[START GIVEN DATA]
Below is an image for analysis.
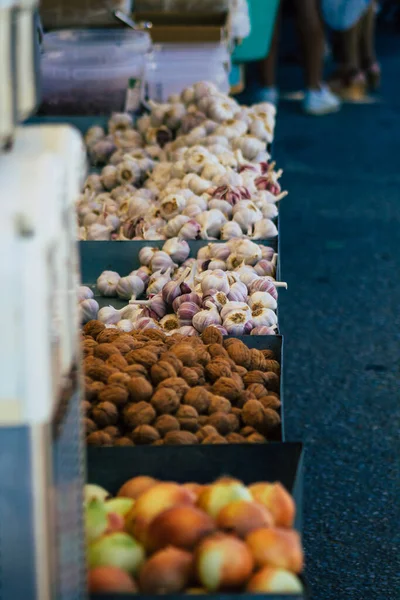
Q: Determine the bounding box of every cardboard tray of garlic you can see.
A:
[77,82,286,241]
[79,238,286,335]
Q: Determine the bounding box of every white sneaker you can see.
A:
[303,85,341,115]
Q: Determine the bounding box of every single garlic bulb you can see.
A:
[97,271,121,296]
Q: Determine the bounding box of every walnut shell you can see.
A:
[226,340,251,369]
[83,417,97,435]
[114,437,135,446]
[259,394,281,410]
[170,343,197,367]
[128,377,153,402]
[154,415,181,437]
[208,412,232,435]
[83,319,106,338]
[107,373,131,388]
[96,329,120,344]
[183,386,210,415]
[200,326,224,345]
[151,388,180,415]
[164,431,198,446]
[93,344,120,360]
[180,367,199,386]
[85,363,118,383]
[226,433,247,444]
[150,360,177,385]
[212,377,240,402]
[204,361,232,383]
[106,352,128,371]
[132,425,160,445]
[98,385,129,407]
[176,405,199,433]
[85,380,105,402]
[247,383,268,399]
[246,432,267,444]
[125,348,158,369]
[201,433,228,444]
[86,431,113,446]
[92,402,118,427]
[208,396,232,415]
[161,352,183,375]
[157,377,189,399]
[242,400,266,433]
[123,402,156,429]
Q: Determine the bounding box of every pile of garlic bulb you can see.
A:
[80,238,286,335]
[77,82,286,240]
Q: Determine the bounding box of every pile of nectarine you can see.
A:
[85,476,303,594]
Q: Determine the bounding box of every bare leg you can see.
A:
[295,0,325,90]
[258,6,281,87]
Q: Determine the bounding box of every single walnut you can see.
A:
[243,371,266,387]
[208,396,232,415]
[154,415,181,437]
[124,365,147,378]
[83,319,106,338]
[259,394,281,410]
[132,425,160,445]
[226,433,247,444]
[226,340,251,369]
[123,402,156,429]
[240,425,257,438]
[151,388,180,415]
[242,400,265,433]
[83,417,97,435]
[128,377,153,402]
[200,326,224,345]
[170,343,197,367]
[264,371,280,393]
[98,385,129,407]
[160,352,183,375]
[208,412,232,435]
[176,405,199,433]
[86,431,113,446]
[183,386,210,415]
[107,373,131,388]
[201,433,228,444]
[85,363,117,383]
[106,352,128,371]
[196,425,218,443]
[94,344,120,360]
[96,329,120,344]
[207,344,229,358]
[180,367,199,386]
[249,348,265,371]
[246,432,267,444]
[114,437,135,446]
[204,360,232,383]
[103,425,121,440]
[125,348,158,369]
[264,408,281,431]
[212,377,240,402]
[164,431,198,446]
[92,402,118,427]
[150,360,177,385]
[247,383,268,399]
[157,377,189,399]
[85,380,105,402]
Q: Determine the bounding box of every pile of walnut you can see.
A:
[83,321,281,446]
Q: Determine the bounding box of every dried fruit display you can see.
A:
[85,476,303,594]
[82,321,281,446]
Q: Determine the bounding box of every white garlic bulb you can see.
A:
[97,271,121,296]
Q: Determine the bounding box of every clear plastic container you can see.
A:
[41,29,151,115]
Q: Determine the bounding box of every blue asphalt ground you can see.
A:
[247,34,400,600]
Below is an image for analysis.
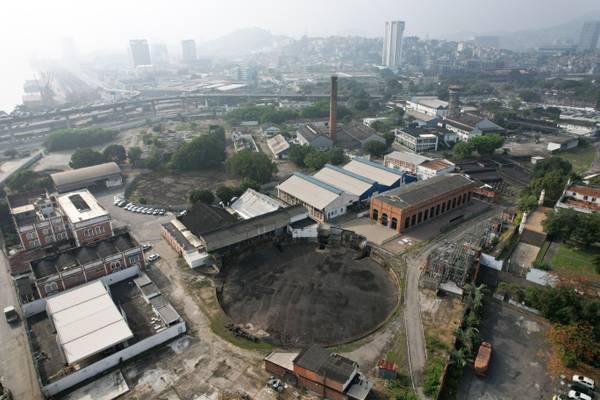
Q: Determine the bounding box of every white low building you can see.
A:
[417,159,456,180]
[277,172,359,221]
[230,189,283,219]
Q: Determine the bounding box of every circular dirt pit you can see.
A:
[219,244,398,347]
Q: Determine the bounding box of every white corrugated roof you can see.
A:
[314,166,373,197]
[344,159,402,186]
[46,281,133,364]
[230,189,283,219]
[267,134,290,155]
[50,162,121,186]
[384,151,431,165]
[277,175,341,210]
[56,189,108,224]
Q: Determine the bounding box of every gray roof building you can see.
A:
[50,162,123,192]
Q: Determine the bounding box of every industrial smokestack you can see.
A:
[329,76,337,142]
[448,86,462,117]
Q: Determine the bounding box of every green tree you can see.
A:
[363,140,388,157]
[329,147,347,165]
[170,131,225,171]
[452,142,475,160]
[383,132,396,147]
[127,146,142,165]
[288,144,314,167]
[69,149,105,169]
[304,148,329,170]
[190,189,215,205]
[227,150,277,183]
[102,144,127,163]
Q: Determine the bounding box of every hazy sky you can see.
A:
[0,0,600,109]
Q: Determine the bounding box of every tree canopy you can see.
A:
[69,149,105,169]
[227,150,277,183]
[170,130,225,171]
[519,157,573,211]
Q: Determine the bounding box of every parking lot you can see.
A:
[458,300,556,400]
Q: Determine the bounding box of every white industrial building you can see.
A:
[406,96,448,117]
[343,158,404,189]
[313,164,377,200]
[46,281,133,365]
[277,172,359,222]
[229,189,284,219]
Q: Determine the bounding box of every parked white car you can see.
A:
[573,375,596,390]
[567,390,592,400]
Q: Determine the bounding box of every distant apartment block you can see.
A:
[381,21,404,68]
[579,21,600,50]
[181,39,198,63]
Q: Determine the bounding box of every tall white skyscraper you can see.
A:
[129,39,152,67]
[579,21,600,50]
[381,21,404,67]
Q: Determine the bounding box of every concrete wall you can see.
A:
[42,322,186,397]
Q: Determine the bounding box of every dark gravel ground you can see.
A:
[219,244,397,347]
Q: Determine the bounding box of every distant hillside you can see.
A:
[198,28,293,56]
[499,11,600,50]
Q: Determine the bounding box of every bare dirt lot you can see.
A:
[128,169,239,207]
[219,243,397,347]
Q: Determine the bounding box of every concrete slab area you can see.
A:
[340,217,398,245]
[65,370,129,400]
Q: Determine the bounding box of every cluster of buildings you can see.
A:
[7,171,186,397]
[277,158,415,222]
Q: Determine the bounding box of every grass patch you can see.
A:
[188,278,275,354]
[550,243,600,275]
[557,143,596,173]
[423,356,446,397]
[535,240,552,263]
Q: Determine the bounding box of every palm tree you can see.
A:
[450,347,472,367]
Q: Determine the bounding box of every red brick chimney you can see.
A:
[329,76,337,142]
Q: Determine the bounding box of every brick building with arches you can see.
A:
[370,174,476,233]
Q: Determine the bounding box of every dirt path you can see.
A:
[404,209,498,399]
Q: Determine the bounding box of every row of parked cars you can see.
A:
[553,375,596,400]
[114,199,167,215]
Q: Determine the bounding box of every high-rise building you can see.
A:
[150,43,169,65]
[579,21,600,50]
[181,39,197,63]
[381,21,404,67]
[129,39,152,67]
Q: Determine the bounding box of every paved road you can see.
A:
[0,252,42,400]
[404,208,498,399]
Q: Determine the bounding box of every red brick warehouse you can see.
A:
[370,174,476,233]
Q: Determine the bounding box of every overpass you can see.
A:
[0,93,344,129]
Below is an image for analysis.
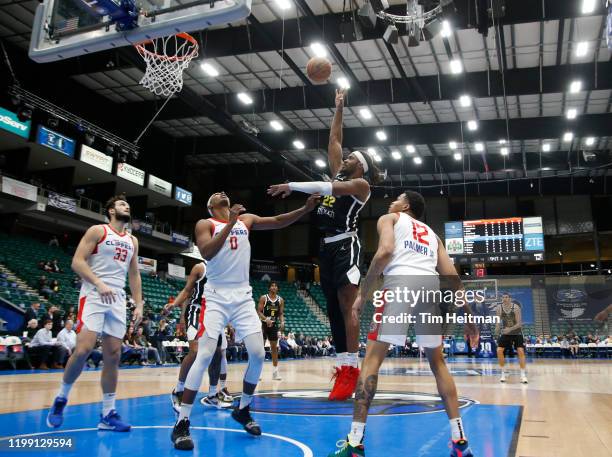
[END GIVEN DATA]
*TASK REQUIREMENTS*: Convert every line of the rows above into a Markdown table with two columns, No. for a running line number and Text for the line itself. Skip blank lines and omit the pictures.

*SOLUTION FOR THIS PROBLEM*:
| No. | Text |
|---|---|
| 1 | Below is an image for analysis. |
| 2 | Q: Determine the bounding box of every cardboard tray of garlic you can see. |
| 3 | A: |
| 4 | [77,82,286,241] |
| 5 | [79,238,286,335] |
| 6 | Q: Determine the bounding box of every white sneaker you can see. |
| 7 | A: |
| 8 | [303,85,341,115] |
| 9 | Q: Determine the bounding box of every single garlic bulb you can see. |
| 10 | A: |
| 11 | [97,271,121,296] |
| 12 | Q: Determine the bounding box of every walnut shell you can see. |
| 13 | A: |
| 14 | [226,340,251,369] |
| 15 | [83,417,97,435] |
| 16 | [114,437,135,446] |
| 17 | [259,394,281,410] |
| 18 | [170,343,197,367] |
| 19 | [128,377,153,402] |
| 20 | [154,415,181,437] |
| 21 | [208,412,232,435] |
| 22 | [83,319,106,338] |
| 23 | [107,373,131,388] |
| 24 | [96,329,120,344] |
| 25 | [183,386,210,415] |
| 26 | [200,326,224,345] |
| 27 | [151,388,180,415] |
| 28 | [164,431,198,446] |
| 29 | [93,344,120,360] |
| 30 | [180,367,199,386] |
| 31 | [85,363,118,383] |
| 32 | [226,433,247,444] |
| 33 | [150,360,177,385] |
| 34 | [212,377,240,402] |
| 35 | [204,361,232,383] |
| 36 | [106,352,128,371] |
| 37 | [132,425,160,445] |
| 38 | [98,385,129,407] |
| 39 | [176,405,199,433] |
| 40 | [85,380,105,402] |
| 41 | [247,383,268,399] |
| 42 | [246,432,267,444] |
| 43 | [125,348,158,369] |
| 44 | [201,433,228,444] |
| 45 | [86,431,113,446] |
| 46 | [92,402,118,427] |
| 47 | [208,396,232,415] |
| 48 | [161,352,183,375] |
| 49 | [157,377,189,399] |
| 50 | [242,400,266,433] |
| 51 | [123,402,156,429] |
| 52 | Q: Determine the bounding box of every pile of garlic bulb you can see. |
| 53 | A: |
| 54 | [80,238,286,335] |
| 55 | [77,82,286,240] |
| 56 | Q: Determine the bounding box of every pile of nectarine you can see. |
| 57 | A: |
| 58 | [85,476,303,594] |
| 59 | Q: Determine the bounding box of every bare leg you can see. |
| 60 | A: |
| 61 | [295,0,325,90] |
| 62 | [258,6,281,87] |
| 63 | Q: Determine the bounding box of every single walnut you can see. |
| 64 | A: |
| 65 | [243,371,266,387] |
| 66 | [208,396,232,415] |
| 67 | [154,415,181,437] |
| 68 | [124,365,147,378] |
| 69 | [83,319,106,338] |
| 70 | [259,394,281,410] |
| 71 | [132,425,160,445] |
| 72 | [226,433,247,444] |
| 73 | [226,340,251,369] |
| 74 | [123,402,156,429] |
| 75 | [240,425,257,438] |
| 76 | [151,388,180,415] |
| 77 | [242,400,265,433] |
| 78 | [83,417,97,435] |
| 79 | [128,377,153,402] |
| 80 | [200,326,224,345] |
| 81 | [170,343,197,367] |
| 82 | [264,371,280,393] |
| 83 | [98,385,129,407] |
| 84 | [160,352,183,375] |
| 85 | [208,412,232,435] |
| 86 | [176,405,199,433] |
| 87 | [86,431,113,446] |
| 88 | [183,386,210,415] |
| 89 | [107,373,131,388] |
| 90 | [201,433,228,444] |
| 91 | [85,363,117,383] |
| 92 | [106,352,128,371] |
| 93 | [196,425,218,443] |
| 94 | [94,344,120,360] |
| 95 | [96,329,120,344] |
| 96 | [207,344,229,358] |
| 97 | [180,367,199,386] |
| 98 | [249,348,265,371] |
| 99 | [246,432,267,444] |
| 100 | [114,437,135,446] |
| 101 | [204,360,232,383] |
| 102 | [103,425,121,440] |
| 103 | [125,348,158,369] |
| 104 | [264,408,281,431] |
| 105 | [212,377,240,402] |
| 106 | [164,431,198,446] |
| 107 | [92,402,118,427] |
| 108 | [150,360,177,385] |
| 109 | [247,383,268,399] |
| 110 | [157,377,189,399] |
| 111 | [85,380,105,402] |
| 112 | Q: Determine the bounding box of every pile of walnut you can see. |
| 113 | A: |
| 114 | [83,321,281,446] |
| 115 | Q: Determine the bounding box of every dried fruit display you can see. |
| 116 | A: |
| 117 | [85,476,303,594] |
| 118 | [82,321,281,446] |
| 119 | Q: Determine the bounding box of every white garlic bulb you can see. |
| 120 | A: |
| 121 | [97,271,121,296] |
| 122 | Q: Determine the bounding box of every clear plastic container you can see. |
| 123 | A: |
| 124 | [41,29,151,115] |
| 125 | Q: Determine the bounding box of every blue asphalt ground you can see. |
| 126 | A: |
| 127 | [247,34,400,600] |
| 128 | Below is an image for analysis. |
| 129 | Q: Determine the bounding box of every white low building you can see. |
| 130 | A: |
| 131 | [417,159,456,180] |
| 132 | [277,172,359,221] |
| 133 | [230,189,283,219] |
| 134 | Q: Determine the bounding box of every circular dirt pit you can see. |
| 135 | A: |
| 136 | [219,244,398,347] |
| 137 | Q: Determine the bounding box of every white corrugated roof you can see. |
| 138 | A: |
| 139 | [314,166,373,197] |
| 140 | [344,159,402,186] |
| 141 | [46,281,133,364] |
| 142 | [230,189,283,219] |
| 143 | [267,134,290,155] |
| 144 | [50,162,121,186] |
| 145 | [384,151,431,165] |
| 146 | [277,175,341,210] |
| 147 | [56,189,108,224] |
| 148 | Q: Determine the bounding box of every gray roof building you can see. |
| 149 | A: |
| 150 | [50,162,123,192] |
| 151 | Q: Determine the bounding box of every industrial smokestack you can see. |
| 152 | A: |
| 153 | [329,76,337,142] |
| 154 | [448,86,462,117] |
| 155 | Q: Determine the bounding box of every green tree you can see. |
| 156 | A: |
| 157 | [363,140,388,157] |
| 158 | [329,147,347,165] |
| 159 | [170,131,225,171] |
| 160 | [452,142,475,160] |
| 161 | [383,132,396,147] |
| 162 | [127,146,142,165] |
| 163 | [288,144,314,167] |
| 164 | [69,149,105,169] |
| 165 | [304,148,329,170] |
| 166 | [190,189,215,205] |
| 167 | [227,150,277,183] |
| 168 | [102,144,127,163] |
| 169 | Q: Determine the bounding box of every hazy sky you can see. |
| 170 | A: |
| 171 | [0,0,600,109] |
| 172 | Q: Determine the bounding box of every tree canopy you can see. |
| 173 | A: |
| 174 | [69,149,105,169] |
| 175 | [227,150,277,183] |
| 176 | [170,130,225,171] |
| 177 | [519,157,573,211] |
| 178 | Q: Determine the bounding box of every parking lot you can see. |
| 179 | A: |
| 180 | [458,300,556,400] |
| 181 | Q: Determine the bounding box of every white industrial building you can see. |
| 182 | A: |
| 183 | [406,96,448,117] |
| 184 | [343,158,404,189] |
| 185 | [313,164,377,200] |
| 186 | [46,281,133,365] |
| 187 | [277,172,359,222] |
| 188 | [229,189,284,219] |
| 189 | Q: Determine the bounding box of every parked white car you can see. |
| 190 | A: |
| 191 | [573,375,596,390] |
| 192 | [567,390,592,400] |
| 193 | Q: Determine the bounding box of every distant apartment block you can see. |
| 194 | A: |
| 195 | [381,21,404,68] |
| 196 | [579,21,600,50] |
| 197 | [181,39,198,63] |
| 198 | Q: Determine the bounding box of every tall white skyscraper you can see. |
| 199 | A: |
| 200 | [129,39,152,67] |
| 201 | [579,21,600,50] |
| 202 | [381,21,404,67] |
| 203 | Q: Determine the bounding box of every concrete wall you can see. |
| 204 | A: |
| 205 | [42,322,186,397] |
| 206 | Q: Determine the bounding box of every dark gravel ground you can see. |
| 207 | A: |
| 208 | [219,244,397,347] |
| 209 | Q: Determine the bounding box of every distant hillside you can see. |
| 210 | A: |
| 211 | [198,28,293,56] |
| 212 | [499,11,600,50] |
| 213 | Q: Determine the bounding box of every bare dirt lot you can see. |
| 214 | A: |
| 215 | [128,169,239,207] |
| 216 | [219,243,397,347] |
| 217 | Q: Determine the bounding box of every concrete slab area you can see. |
| 218 | A: |
| 219 | [340,217,398,245] |
| 220 | [65,370,129,400] |
| 221 | Q: Determine the bounding box of every cluster of buildings you can see. |
| 222 | A: |
| 223 | [7,171,186,397] |
| 224 | [277,158,415,222] |
| 225 | Q: Determine the bounding box of every grass patch you can see. |
| 226 | A: |
| 227 | [188,278,275,354] |
| 228 | [550,243,600,275] |
| 229 | [557,143,596,173] |
| 230 | [423,356,446,397] |
| 231 | [535,240,552,263] |
| 232 | Q: Determine the bounding box of every palm tree you can see. |
| 233 | A: |
| 234 | [450,347,472,367] |
| 235 | Q: Determine the bounding box of every red brick chimney you can see. |
| 236 | A: |
| 237 | [329,76,337,142] |
| 238 | Q: Determine the bounding box of every brick building with arches you can see. |
| 239 | A: |
| 240 | [370,174,476,233] |
| 241 | Q: Determine the bounding box of every dirt path you can see. |
| 242 | A: |
| 243 | [404,209,498,399] |
| 244 | Q: Determine the bounding box of every row of parked cars you can see. |
| 245 | A: |
| 246 | [553,375,596,400] |
| 247 | [114,199,167,215] |
| 248 | Q: Determine the bounding box of every high-rise building you can see. |
| 249 | A: |
| 250 | [150,43,169,65] |
| 251 | [579,21,600,50] |
| 252 | [181,39,197,63] |
| 253 | [381,21,404,67] |
| 254 | [129,39,152,67] |
| 255 | Q: Determine the bounding box of every paved road you can see. |
| 256 | A: |
| 257 | [0,252,42,400] |
| 258 | [404,208,498,399] |
| 259 | Q: Determine the bounding box of every red brick warehouse you can see. |
| 260 | A: |
| 261 | [370,174,476,233] |
| 262 | Q: Determine the bounding box of every overpass you can see. |
| 263 | A: |
| 264 | [0,93,344,129] |
| 265 | Below is an image for analysis. |